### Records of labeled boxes

------

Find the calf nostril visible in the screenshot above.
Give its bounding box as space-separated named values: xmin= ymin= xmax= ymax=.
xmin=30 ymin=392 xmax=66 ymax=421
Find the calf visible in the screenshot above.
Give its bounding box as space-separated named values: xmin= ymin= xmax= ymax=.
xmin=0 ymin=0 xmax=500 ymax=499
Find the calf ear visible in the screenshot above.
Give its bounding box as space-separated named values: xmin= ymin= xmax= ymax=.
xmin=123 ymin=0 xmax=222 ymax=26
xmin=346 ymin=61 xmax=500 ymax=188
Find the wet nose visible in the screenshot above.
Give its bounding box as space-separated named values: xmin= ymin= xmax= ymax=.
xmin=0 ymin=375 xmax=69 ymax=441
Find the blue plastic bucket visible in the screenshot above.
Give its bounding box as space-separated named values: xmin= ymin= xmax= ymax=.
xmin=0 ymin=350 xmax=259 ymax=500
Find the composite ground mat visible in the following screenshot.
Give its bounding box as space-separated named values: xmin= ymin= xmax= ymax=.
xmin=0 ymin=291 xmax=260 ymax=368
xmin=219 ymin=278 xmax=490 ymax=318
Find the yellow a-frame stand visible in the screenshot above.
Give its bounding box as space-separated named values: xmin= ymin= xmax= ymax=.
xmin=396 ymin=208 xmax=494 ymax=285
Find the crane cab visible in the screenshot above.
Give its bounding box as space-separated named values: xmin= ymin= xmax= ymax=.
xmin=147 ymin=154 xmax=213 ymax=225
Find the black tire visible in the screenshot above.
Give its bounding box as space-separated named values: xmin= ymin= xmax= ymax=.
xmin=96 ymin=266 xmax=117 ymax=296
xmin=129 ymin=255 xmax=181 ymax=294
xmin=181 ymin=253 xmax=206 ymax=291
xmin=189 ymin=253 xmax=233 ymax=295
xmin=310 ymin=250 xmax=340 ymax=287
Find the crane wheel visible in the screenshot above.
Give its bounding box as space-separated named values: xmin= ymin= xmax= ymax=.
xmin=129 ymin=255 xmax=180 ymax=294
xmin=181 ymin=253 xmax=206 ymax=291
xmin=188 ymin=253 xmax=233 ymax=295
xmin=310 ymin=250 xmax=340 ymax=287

------

### PROBLEM
Scale the records starting at the beginning and ending at the line that contains "xmin=0 ymin=350 xmax=259 ymax=500", both included, and nothing past it. Repeat every line, changing only the bounding-box coordinate values: multiply each by 0.2 and round to a whole number, with halves rounded up.

### RESPONSE TO THIS TASK
Find the calf nostril visible in the screenshot above.
Give its bounding box as space-separated named values: xmin= ymin= xmax= ymax=.
xmin=6 ymin=78 xmax=13 ymax=84
Find the calf visible in the screenshot above.
Give its bounding box as space-separated named values: xmin= ymin= xmax= ymax=.
xmin=0 ymin=0 xmax=100 ymax=100
Find the calf ear visible in the screenshot above.
Give its bounding box as space-separated named values: xmin= ymin= xmax= ymax=.
xmin=25 ymin=0 xmax=44 ymax=5
xmin=69 ymin=12 xmax=100 ymax=38
Find the wet nose visible in the screenshot above.
Give its bounding box as space-separated named values: xmin= ymin= xmax= ymax=.
xmin=0 ymin=75 xmax=14 ymax=88
Find the blue plastic bucket visible in the screenshot above.
Give its bounding box as space-separated named values: xmin= ymin= xmax= ymax=.
xmin=0 ymin=70 xmax=52 ymax=100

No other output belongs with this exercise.